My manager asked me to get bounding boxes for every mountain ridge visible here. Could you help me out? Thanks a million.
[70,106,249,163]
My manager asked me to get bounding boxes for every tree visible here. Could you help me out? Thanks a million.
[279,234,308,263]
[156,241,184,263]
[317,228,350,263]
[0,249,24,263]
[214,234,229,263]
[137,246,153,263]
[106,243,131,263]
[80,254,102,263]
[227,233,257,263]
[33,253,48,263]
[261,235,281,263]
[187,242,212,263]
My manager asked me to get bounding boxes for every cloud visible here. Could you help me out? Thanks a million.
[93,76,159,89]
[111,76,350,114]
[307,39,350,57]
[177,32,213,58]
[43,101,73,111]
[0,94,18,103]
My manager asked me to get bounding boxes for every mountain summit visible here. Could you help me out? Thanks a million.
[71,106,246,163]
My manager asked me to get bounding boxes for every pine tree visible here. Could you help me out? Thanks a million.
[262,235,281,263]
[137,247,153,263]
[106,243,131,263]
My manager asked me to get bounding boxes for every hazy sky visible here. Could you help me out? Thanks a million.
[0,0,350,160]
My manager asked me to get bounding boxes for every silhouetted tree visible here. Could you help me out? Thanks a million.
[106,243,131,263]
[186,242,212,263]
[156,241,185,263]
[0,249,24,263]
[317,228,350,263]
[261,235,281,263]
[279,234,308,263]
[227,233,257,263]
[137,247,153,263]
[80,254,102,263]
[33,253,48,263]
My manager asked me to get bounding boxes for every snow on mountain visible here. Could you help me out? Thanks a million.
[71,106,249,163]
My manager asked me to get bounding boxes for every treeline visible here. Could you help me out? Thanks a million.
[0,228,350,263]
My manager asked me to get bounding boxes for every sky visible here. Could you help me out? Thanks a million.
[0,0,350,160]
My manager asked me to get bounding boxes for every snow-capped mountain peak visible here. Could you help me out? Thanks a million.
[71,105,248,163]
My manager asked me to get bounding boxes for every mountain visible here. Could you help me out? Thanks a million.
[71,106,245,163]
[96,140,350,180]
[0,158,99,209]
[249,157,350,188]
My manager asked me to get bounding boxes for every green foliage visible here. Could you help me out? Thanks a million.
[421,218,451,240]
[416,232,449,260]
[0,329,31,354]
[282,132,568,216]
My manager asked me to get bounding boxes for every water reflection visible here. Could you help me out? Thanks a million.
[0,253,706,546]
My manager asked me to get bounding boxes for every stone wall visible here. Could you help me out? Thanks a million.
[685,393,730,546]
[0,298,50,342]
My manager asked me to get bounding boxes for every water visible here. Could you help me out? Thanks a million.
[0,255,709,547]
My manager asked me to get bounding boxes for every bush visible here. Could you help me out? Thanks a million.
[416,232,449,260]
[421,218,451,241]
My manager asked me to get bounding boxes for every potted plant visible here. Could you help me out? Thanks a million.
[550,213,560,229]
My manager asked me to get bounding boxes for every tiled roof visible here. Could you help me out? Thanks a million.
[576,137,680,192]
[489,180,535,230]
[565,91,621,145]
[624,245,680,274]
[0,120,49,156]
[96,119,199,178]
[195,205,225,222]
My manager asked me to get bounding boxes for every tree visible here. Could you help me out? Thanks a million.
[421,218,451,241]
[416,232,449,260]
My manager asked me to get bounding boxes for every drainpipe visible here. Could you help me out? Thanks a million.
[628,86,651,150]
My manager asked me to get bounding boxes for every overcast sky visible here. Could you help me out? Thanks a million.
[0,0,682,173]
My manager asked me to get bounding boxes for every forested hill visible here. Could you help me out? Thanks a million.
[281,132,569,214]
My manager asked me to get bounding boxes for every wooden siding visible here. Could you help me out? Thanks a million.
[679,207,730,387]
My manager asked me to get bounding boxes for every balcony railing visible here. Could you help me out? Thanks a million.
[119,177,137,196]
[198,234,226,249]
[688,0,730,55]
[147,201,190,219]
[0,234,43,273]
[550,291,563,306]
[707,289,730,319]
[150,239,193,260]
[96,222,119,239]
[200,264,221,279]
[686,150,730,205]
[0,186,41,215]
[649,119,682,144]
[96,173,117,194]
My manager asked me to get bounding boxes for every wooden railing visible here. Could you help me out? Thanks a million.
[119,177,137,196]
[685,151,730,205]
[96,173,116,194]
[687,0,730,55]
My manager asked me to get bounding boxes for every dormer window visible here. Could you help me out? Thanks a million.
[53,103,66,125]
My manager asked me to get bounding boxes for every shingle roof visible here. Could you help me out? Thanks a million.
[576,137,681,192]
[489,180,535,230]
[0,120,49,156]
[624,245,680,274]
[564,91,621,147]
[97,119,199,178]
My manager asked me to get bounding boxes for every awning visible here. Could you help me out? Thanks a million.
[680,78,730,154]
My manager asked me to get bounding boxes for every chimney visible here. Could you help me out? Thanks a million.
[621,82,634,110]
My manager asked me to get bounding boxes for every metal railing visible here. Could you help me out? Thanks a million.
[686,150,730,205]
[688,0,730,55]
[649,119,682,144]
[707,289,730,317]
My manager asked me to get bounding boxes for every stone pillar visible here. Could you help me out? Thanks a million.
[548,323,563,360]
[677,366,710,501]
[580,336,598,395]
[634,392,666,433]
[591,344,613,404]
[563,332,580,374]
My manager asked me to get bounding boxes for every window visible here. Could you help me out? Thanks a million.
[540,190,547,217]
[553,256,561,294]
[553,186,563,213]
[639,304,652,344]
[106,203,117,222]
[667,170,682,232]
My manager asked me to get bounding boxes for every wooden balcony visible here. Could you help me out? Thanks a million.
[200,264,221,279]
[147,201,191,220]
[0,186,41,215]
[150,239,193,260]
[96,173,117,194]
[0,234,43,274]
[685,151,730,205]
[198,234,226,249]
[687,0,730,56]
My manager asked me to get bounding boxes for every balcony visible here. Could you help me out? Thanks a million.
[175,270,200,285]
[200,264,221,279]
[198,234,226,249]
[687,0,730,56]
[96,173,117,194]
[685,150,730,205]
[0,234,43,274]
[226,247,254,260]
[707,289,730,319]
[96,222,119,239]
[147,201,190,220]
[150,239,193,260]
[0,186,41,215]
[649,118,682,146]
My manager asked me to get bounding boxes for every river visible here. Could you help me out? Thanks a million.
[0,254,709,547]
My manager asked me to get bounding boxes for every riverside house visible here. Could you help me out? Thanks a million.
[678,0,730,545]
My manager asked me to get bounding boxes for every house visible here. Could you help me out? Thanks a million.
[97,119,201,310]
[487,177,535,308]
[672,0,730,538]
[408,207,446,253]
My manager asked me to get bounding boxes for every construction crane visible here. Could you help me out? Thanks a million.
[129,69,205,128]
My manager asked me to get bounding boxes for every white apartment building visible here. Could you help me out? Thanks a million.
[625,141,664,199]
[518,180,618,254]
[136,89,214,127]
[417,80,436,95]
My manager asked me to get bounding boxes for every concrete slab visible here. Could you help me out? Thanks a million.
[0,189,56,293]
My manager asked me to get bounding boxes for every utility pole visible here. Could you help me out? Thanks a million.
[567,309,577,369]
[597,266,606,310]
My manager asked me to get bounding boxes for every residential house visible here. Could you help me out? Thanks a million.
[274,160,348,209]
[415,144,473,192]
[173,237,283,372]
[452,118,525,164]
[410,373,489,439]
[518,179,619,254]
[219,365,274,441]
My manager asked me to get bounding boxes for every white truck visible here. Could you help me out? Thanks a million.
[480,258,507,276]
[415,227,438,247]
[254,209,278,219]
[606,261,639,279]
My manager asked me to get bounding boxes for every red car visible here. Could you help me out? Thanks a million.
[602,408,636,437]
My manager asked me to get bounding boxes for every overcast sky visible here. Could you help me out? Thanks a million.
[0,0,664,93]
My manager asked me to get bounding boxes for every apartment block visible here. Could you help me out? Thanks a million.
***
▸ **EXERCISE OBJECTIVE**: Recast all of the material above as a numbered list, leaving out any blank lines.

▸ **ANSWER TO THIS TASK**:
1. My manager asked me to get bounding boxes for every mountain ridge visible here. Could you help me out? Thanks a million.
2. [70,106,249,163]
3. My manager asked me to get bounding boxes for every tree visible here. Could you help me out? Thanks a million.
4. [279,234,308,263]
5. [156,241,184,263]
6. [317,228,350,263]
7. [0,249,24,263]
8. [214,234,229,263]
9. [137,246,153,263]
10. [106,243,131,263]
11. [80,254,102,263]
12. [227,233,257,263]
13. [33,253,48,263]
14. [261,235,281,263]
15. [187,242,212,263]
16. My manager asked me to get bounding boxes for every cloud visible here. Could you help me out? Thanks a million.
17. [93,76,159,89]
18. [111,76,350,114]
19. [307,39,350,57]
20. [177,32,213,58]
21. [43,101,73,111]
22. [0,94,18,103]
23. My manager asked me to get bounding boxes for every mountain summit visible here. Could you help me out? Thanks a million.
24. [71,106,246,163]
25. My manager asked me to get bounding boxes for every pine tree visible here. Could you help me out? Thanks a million.
26. [262,235,281,263]
27. [137,247,153,263]
28. [106,243,131,263]
29. My manager asked me to get bounding boxes for every hazy sky visible here. Could you help me out? Thanks a million.
30. [0,0,350,160]
31. My manager asked me to get bounding boxes for every silhouetted tree visible here. Could you help me out? Thanks a million.
32. [106,243,131,263]
33. [186,242,212,263]
34. [156,241,185,263]
35. [0,249,24,263]
36. [317,228,350,263]
37. [261,235,281,263]
38. [279,234,308,263]
39. [227,233,257,263]
40. [137,247,153,263]
41. [80,254,102,263]
42. [33,253,48,263]
43. My manager asked me to get bounding boxes for every snow on mountain visible here. Could you help me out? Thanks a million.
44. [71,106,249,163]
45. My manager asked me to get bounding boxes for every treeline visible here. Could you help me out? Thanks a million.
46. [0,228,350,263]
47. My manager asked me to get bounding boxes for every sky visible here. Could you help me out? Thanks a million.
48. [0,0,350,160]
49. My manager asked me to get bounding boxes for every snow-capped mountain peak visible here. Could you help me out? Thanks a million.
50. [71,105,248,163]
51. My manager asked me to get bounding boxes for every mountain visible here. Could you help me out? Thanks a million.
52. [71,106,245,163]
53. [96,140,350,180]
54. [0,158,99,209]
55. [249,157,350,188]
56. My manager asked me to get bounding boxes for every green foliage visible here. Could you help me out? Thanks a million.
57. [421,218,451,240]
58. [416,232,449,260]
59. [0,329,31,354]
60. [282,132,568,216]
61. My manager asked me to get bounding boxes for every water reflection visible here. Could you help me out? Thanks a million.
62. [0,253,706,546]
63. My manager asked me to get bounding boxes for every stone wall visible here. Could you help me out? Thanks a million.
64. [685,393,730,546]
65. [0,298,50,342]
66. My manager asked me to get bounding boxes for every water visible here. Could you help me out? Thanks a million.
67. [0,255,709,547]
68. My manager asked me to get bounding boxes for every bush visible here. Could you help me out? Thanks a million.
69. [416,232,449,260]
70. [421,218,451,241]
71. My manager asked me to get bounding boxes for every potted plant visible here. Could you help me out? Thanks a million.
72. [550,213,560,229]
73. My manager asked me to get bounding boxes for every tiled roof visible here. Could you help me out? Thanks a million.
74. [576,137,680,192]
75. [489,180,535,230]
76. [565,91,621,145]
77. [624,245,680,274]
78. [0,120,49,156]
79. [96,119,199,178]
80. [195,205,225,222]
81. My manager asked me to get bounding boxes for every tree visible here. Could you help me out? Thanks a million.
82. [421,218,451,241]
83. [416,232,449,260]
84. My manager asked me to get bounding boxes for every drainpipe visible here. Could you help me out? Thanks a million.
85. [628,86,651,150]
86. My manager asked me to get bounding boxes for every overcast sky visible here. Could you help me out? Thanks a million.
87. [0,0,682,173]
88. My manager asked me to get bounding boxes for every forested hill visible here. Could you help me out? Thanks a million.
89. [281,132,569,214]
90. My manager asked me to get bounding boxes for every wooden siding visible here. Could you help me out? Thanks a million.
91. [679,207,730,387]
92. My manager asked me to get bounding boxes for every balcony railing visible here. Could you help me out? Thanks a million.
93. [119,177,137,196]
94. [198,234,226,249]
95. [688,0,730,55]
96. [147,201,190,219]
97. [0,234,43,273]
98. [550,291,563,306]
99. [707,289,730,319]
100. [150,239,193,260]
101. [96,222,119,239]
102. [200,264,221,279]
103. [686,150,730,205]
104. [0,186,41,215]
105. [649,119,682,144]
106. [96,173,117,194]
107. My manager asked me to get bounding boxes for every wooden railing visible here. Could you help me out? Thanks a million.
108. [119,177,137,196]
109. [685,151,730,205]
110. [96,173,116,194]
111. [687,0,730,55]
112. My manager asked me to get bounding boxes for every dormer window visible here. Could you help me out? Thanks a million.
113. [53,103,66,125]
114. My manager asked me to get bounding boxes for every shingle roof visible here. Could you help me out? Thanks a million.
115. [576,137,681,192]
116. [489,180,535,230]
117. [0,120,49,156]
118. [624,245,680,274]
119. [564,91,621,147]
120. [97,119,199,178]
121. My manager asked me to get bounding boxes for every awning visible here. Could you help me out? Thanks a million.
122. [680,78,730,154]
123. My manager asked me to get bounding boxes for every chimney visible here. Could you help me out? Thanks a million.
124. [621,82,634,110]
125. My manager asked me to get bounding boxes for every metal railing visible here. Could you help me out? Thanks a million.
126. [686,150,730,205]
127. [688,0,730,55]
128. [649,119,682,144]
129. [707,289,730,317]
130. My manager asked me to get bounding boxes for every stone pillar visible here. Could you help me out? Thanks a million.
131. [548,323,563,360]
132. [677,366,710,501]
133. [580,336,598,395]
134. [634,392,666,433]
135. [591,344,613,404]
136. [563,332,580,374]
137. My manager asked me to get bounding boxes for every window visible here. Could you help me out? Thanks a million.
138. [540,190,547,217]
139. [553,256,561,294]
140. [553,186,563,213]
141. [639,304,652,344]
142. [106,203,117,222]
143. [667,170,682,232]
144. My manager asked me to get bounding boxes for every wooden balcony visible here. Could you help me out? Thanks a million.
145. [200,264,221,279]
146. [147,201,191,220]
147. [0,186,41,215]
148. [150,239,193,260]
149. [96,173,117,194]
150. [0,234,43,274]
151. [685,151,730,205]
152. [198,234,226,249]
153. [687,0,730,56]
154. My manager asked me to get bounding boxes for every balcony visible here. Could you help me out? Thanks a million.
155. [175,270,200,285]
156. [200,264,221,279]
157. [198,234,226,249]
158. [687,0,730,56]
159. [96,173,117,194]
160. [685,150,730,205]
161. [0,234,43,274]
162. [226,247,254,260]
163. [707,289,730,319]
164. [96,222,119,239]
165. [147,201,190,220]
166. [150,239,193,260]
167. [0,186,41,215]
168. [649,118,682,146]
169. My manager asked me to get bounding boxes for every river visible here. Could you help me out? Thanks a million.
170. [0,254,709,547]
171. My manager asked me to get bounding boxes for every riverside house visible here. Could you help me out? Thanks a million.
172. [678,0,730,545]
173. My manager asked me to get bounding boxes for every house visible here. Could you help me out? Thanks a million.
174. [97,119,201,310]
175. [487,177,535,308]
176. [672,0,730,538]
177. [408,207,446,253]
178. My manager asked me to get bounding boxes for every construction crane visible here. Could you help me out? Thanks a million.
179. [129,69,205,128]
180. My manager asked me to get bounding boxes for every white apartment building visible here. Could you help me out? Thanks a million.
181. [625,141,664,199]
182. [518,180,618,254]
183. [136,89,214,127]
184. [417,80,436,95]
185. My manager asked me to get bounding boxes for every concrete slab visible here. Could you help me out? Thanks a million.
186. [0,189,56,293]
187. My manager asked me to get bounding boxes for every utility pole visible here. Could you help me out? Thanks a million.
188. [567,309,577,369]
189. [597,266,606,310]
190. My manager asked me to get bounding boxes for every residential house visible here. Could you help me out? Thanks a million.
191. [274,160,348,209]
192. [415,144,473,192]
193. [173,237,283,372]
194. [452,118,525,164]
195. [410,373,489,439]
196. [518,179,619,254]
197. [219,365,274,441]
198. My manager asked me to get bounding boxes for every white truck visible here. Could you help me out? Thanks a million.
199. [480,258,507,276]
200. [415,227,438,247]
201. [254,209,278,219]
202. [606,261,639,279]
203. My manager asked me to get bounding boxes for every red car visible here. Could you help me out? Thanks a million.
204. [602,408,636,437]
205. My manager asked me to get bounding boxes for every overcast sky visible here. Could you help me out? Thanks a million.
206. [0,0,664,93]
207. My manager asked me to get bounding boxes for every apartment block visible here. Could you help me out? Thanks a million.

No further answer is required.